== RECORDED DATA ==
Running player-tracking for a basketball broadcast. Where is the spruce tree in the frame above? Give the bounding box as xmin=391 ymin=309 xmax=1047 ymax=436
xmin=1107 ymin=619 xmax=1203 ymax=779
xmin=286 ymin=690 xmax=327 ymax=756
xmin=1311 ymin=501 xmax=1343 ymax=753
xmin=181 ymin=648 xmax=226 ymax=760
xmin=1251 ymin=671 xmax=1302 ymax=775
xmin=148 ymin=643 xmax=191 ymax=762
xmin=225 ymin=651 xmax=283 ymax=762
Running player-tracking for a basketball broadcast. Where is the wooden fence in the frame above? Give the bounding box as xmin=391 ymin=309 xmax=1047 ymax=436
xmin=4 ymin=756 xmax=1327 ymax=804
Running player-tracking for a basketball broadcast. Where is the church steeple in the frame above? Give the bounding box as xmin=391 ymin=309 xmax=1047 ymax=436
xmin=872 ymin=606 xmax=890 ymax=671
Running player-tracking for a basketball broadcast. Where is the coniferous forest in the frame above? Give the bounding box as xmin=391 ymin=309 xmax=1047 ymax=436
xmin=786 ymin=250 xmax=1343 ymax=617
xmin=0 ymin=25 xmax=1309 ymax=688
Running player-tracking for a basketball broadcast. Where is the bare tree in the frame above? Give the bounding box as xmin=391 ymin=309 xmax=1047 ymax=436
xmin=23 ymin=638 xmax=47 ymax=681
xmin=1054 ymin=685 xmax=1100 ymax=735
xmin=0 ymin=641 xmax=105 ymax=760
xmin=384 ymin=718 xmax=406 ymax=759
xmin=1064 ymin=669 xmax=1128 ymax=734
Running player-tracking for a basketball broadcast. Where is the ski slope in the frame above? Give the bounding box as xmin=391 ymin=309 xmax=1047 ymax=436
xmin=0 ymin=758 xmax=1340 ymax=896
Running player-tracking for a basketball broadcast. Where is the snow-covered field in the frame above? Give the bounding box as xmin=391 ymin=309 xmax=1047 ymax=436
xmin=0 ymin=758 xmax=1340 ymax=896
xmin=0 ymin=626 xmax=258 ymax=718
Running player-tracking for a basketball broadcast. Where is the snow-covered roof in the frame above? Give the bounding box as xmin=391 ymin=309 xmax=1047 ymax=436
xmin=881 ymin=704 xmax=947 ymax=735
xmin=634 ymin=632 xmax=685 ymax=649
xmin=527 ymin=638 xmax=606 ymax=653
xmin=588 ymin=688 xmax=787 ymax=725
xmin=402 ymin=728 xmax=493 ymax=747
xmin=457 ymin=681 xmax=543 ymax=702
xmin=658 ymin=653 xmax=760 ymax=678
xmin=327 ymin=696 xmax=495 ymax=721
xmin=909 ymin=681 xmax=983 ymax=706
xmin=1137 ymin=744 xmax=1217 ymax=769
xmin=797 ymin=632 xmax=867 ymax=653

== DIRECTION ==
Copy the listing again, starting at its beginning and ending at the line that contains "xmin=181 ymin=648 xmax=226 ymax=760", both ends included. Multiply every bounding-box coordinate in the answers by 0.85 and round to a whole number, rounding halves up. Leave all other lines unchanged, including their numbers.

== FINISHED TASK ==
Running player-tracking for a basketball broadcast. Where is the spruce tree in the frame above? Give the bounding box as xmin=391 ymin=309 xmax=1047 ymax=436
xmin=941 ymin=526 xmax=1023 ymax=662
xmin=243 ymin=587 xmax=278 ymax=643
xmin=1114 ymin=426 xmax=1142 ymax=640
xmin=154 ymin=551 xmax=192 ymax=646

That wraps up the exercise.